Quoted passage:
------
[PATCH v4 00/14] Introduce the lwIP network stack

Jerome Forissier jerome.forissier at linaro.org
Thu Jun 20 10:05:40 CEST 2024



On 6/19/24 19:19, Peter Robinson wrote:
> On Wed, 19 Jun 2024 at 16:06, Jerome Forissier
> <jerome.forissier at linaro.org> wrote:
>>
>>
>>
>> On 6/19/24 09:24, Ilias Apalodimas wrote:
>>> Hi Tom
>>>
>>> On Tue, 18 Jun 2024 at 23:21, Tom Rini <trini at konsulko.com> wrote:
>>>>
>>>> On Mon, Jun 17, 2024 at 05:32:52PM +0200, Jerome Forissier wrote:
>>>>
>>>>> This is a rework of a patch series by Maxim Uvarov: "net/lwip: add lwip
>>>>> library for the network stack" [1]. The goal is to introduce the lwIP TCP/IP
>>>>> stack [2] [3] as an alternative to the current implementation in net/,
>>>>> selectable with Kconfig, and ultimately keep only lwIP if possible. Some
>>>>> reasons for doing so are:
>>>>> - Make the support of HTTPS in the wget command easier. Javier T. (CC'd)
>>>>> has some additional lwIP and Mbed TLS patches to do so. With that it
>>>>> becomes possible to fetch and launch a distro installer such as Debian
>>>>> etc. using a secure, authenticated connection directly from the U-Boot
>>>>> shell. Several use cases:
>>>>>   * Authentication: prevent MITM attack (third party replacing the
>>>>> binary with a different one)
------
Raw records:

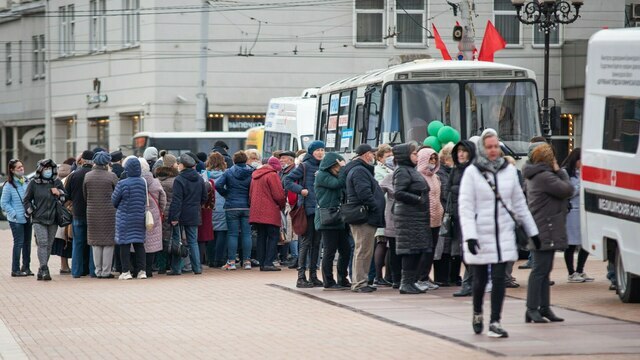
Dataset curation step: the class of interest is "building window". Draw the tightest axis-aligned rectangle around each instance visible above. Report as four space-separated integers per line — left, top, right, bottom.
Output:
355 0 385 45
31 35 45 80
89 0 107 52
493 0 522 47
4 43 13 85
533 24 562 45
396 0 427 45
122 0 140 46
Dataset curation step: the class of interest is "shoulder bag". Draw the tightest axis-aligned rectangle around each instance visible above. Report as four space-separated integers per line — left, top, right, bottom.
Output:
142 179 153 231
289 163 308 236
483 174 529 250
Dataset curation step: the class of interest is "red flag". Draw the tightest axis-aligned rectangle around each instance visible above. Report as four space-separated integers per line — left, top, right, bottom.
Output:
478 20 507 61
431 23 451 60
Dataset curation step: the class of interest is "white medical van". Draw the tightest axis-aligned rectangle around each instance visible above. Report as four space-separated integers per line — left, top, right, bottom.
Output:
580 29 640 302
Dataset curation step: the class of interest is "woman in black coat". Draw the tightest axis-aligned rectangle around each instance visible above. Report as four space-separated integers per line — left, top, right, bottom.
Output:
393 143 433 294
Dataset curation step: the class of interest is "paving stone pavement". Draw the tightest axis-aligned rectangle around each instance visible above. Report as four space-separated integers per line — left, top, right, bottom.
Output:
0 226 640 360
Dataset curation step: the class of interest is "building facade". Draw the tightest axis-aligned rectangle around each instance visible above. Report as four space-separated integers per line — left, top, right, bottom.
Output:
0 0 640 165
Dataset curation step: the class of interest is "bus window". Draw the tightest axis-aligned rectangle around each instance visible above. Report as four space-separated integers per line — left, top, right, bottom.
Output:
602 97 640 154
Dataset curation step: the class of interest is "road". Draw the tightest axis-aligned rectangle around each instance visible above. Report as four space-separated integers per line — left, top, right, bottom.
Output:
0 223 640 360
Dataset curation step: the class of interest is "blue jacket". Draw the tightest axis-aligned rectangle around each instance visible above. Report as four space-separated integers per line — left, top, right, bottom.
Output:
207 170 228 231
215 163 254 210
111 159 147 245
284 154 320 216
169 168 207 226
0 180 27 224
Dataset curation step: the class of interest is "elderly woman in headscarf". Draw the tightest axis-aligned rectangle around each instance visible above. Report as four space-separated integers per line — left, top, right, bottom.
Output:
82 151 118 279
23 159 65 280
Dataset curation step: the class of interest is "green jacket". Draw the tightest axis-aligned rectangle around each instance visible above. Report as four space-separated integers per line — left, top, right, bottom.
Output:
314 153 345 230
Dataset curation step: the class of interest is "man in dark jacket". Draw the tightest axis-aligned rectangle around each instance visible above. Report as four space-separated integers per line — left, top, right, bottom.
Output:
345 144 385 293
284 140 324 288
169 154 207 275
65 150 96 278
211 140 233 169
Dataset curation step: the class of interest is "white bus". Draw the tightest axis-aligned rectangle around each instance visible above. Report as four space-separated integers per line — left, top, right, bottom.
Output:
316 59 540 158
262 88 318 157
580 29 640 302
133 131 247 156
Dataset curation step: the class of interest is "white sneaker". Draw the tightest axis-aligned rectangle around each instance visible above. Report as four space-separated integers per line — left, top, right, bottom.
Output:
579 273 595 282
568 272 585 283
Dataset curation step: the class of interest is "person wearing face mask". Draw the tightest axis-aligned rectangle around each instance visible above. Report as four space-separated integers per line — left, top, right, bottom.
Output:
22 159 65 280
0 159 33 277
458 129 540 338
416 148 448 290
343 144 386 293
284 140 325 288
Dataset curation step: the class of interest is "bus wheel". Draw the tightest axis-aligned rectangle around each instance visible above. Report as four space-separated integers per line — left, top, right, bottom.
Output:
616 247 640 303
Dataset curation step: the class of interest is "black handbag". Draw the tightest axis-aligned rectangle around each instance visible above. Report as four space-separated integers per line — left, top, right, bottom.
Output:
317 206 342 226
439 193 452 238
340 203 369 225
485 175 529 250
56 200 73 227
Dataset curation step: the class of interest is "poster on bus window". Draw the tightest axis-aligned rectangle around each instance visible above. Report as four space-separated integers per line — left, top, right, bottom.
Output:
327 115 338 131
338 115 349 127
325 133 336 149
329 94 339 115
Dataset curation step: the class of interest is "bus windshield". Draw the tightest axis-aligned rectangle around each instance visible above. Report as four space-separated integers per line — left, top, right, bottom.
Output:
380 81 540 154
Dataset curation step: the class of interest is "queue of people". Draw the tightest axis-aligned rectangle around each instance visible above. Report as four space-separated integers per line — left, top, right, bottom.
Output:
0 129 593 337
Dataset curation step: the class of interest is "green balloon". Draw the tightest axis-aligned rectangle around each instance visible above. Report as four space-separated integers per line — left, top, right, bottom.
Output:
438 126 460 144
427 120 444 136
422 136 442 152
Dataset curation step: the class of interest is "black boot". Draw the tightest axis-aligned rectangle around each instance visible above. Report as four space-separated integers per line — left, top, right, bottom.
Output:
400 270 423 295
42 265 51 280
540 306 564 322
309 270 324 287
296 268 313 289
524 309 547 324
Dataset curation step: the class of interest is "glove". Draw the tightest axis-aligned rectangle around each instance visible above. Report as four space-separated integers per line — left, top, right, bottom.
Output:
467 239 480 255
531 235 541 250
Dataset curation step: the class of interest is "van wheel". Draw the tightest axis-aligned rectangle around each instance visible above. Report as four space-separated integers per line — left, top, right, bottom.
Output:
616 247 640 303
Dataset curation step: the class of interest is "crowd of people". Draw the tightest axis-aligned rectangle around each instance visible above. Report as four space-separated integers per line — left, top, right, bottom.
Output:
------
Task objective:
Copy out the whole lwIP mailing-list message above, keeping every character and line unchanged.

Worked answer:
[PATCH v4 00/14] Introduce the lwIP network stack

Jerome Forissier jerome.forissier at linaro.org
Thu Jun 20 10:05:40 CEST 2024



On 6/19/24 19:19, Peter Robinson wrote:
> On Wed, 19 Jun 2024 at 16:06, Jerome Forissier
> <jerome.forissier at linaro.org> wrote:
>>
>>
>>
>> On 6/19/24 09:24, Ilias Apalodimas wrote:
>>> Hi Tom
>>>
>>> On Tue, 18 Jun 2024 at 23:21, Tom Rini <trini at konsulko.com> wrote:
>>>>
>>>> On Mon, Jun 17, 2024 at 05:32:52PM +0200, Jerome Forissier wrote:
>>>>
>>>>> This is a rework of a patch series by Maxim Uvarov: "net/lwip: add lwip
>>>>> library for the network stack" [1]. The goal is to introduce the lwIP TCP/IP
>>>>> stack [2] [3] as an alternative to the current implementation in net/,
>>>>> selectable with Kconfig, and ultimately keep only lwIP if possible. Some
>>>>> reasons for doing so are:
>>>>> - Make the support of HTTPS in the wget command easier. Javier T. (CC'd)
>>>>> has some additional lwIP and Mbed TLS patches to do so. With that it
>>>>> becomes possible to fetch and launch a distro installer such as Debian
>>>>> etc. using a secure, authenticated connection directly from the U-Boot
>>>>> shell. Several use cases:
>>>>>   * Authentication: prevent MITM attack (third party replacing the
>>>>> binary with a different one)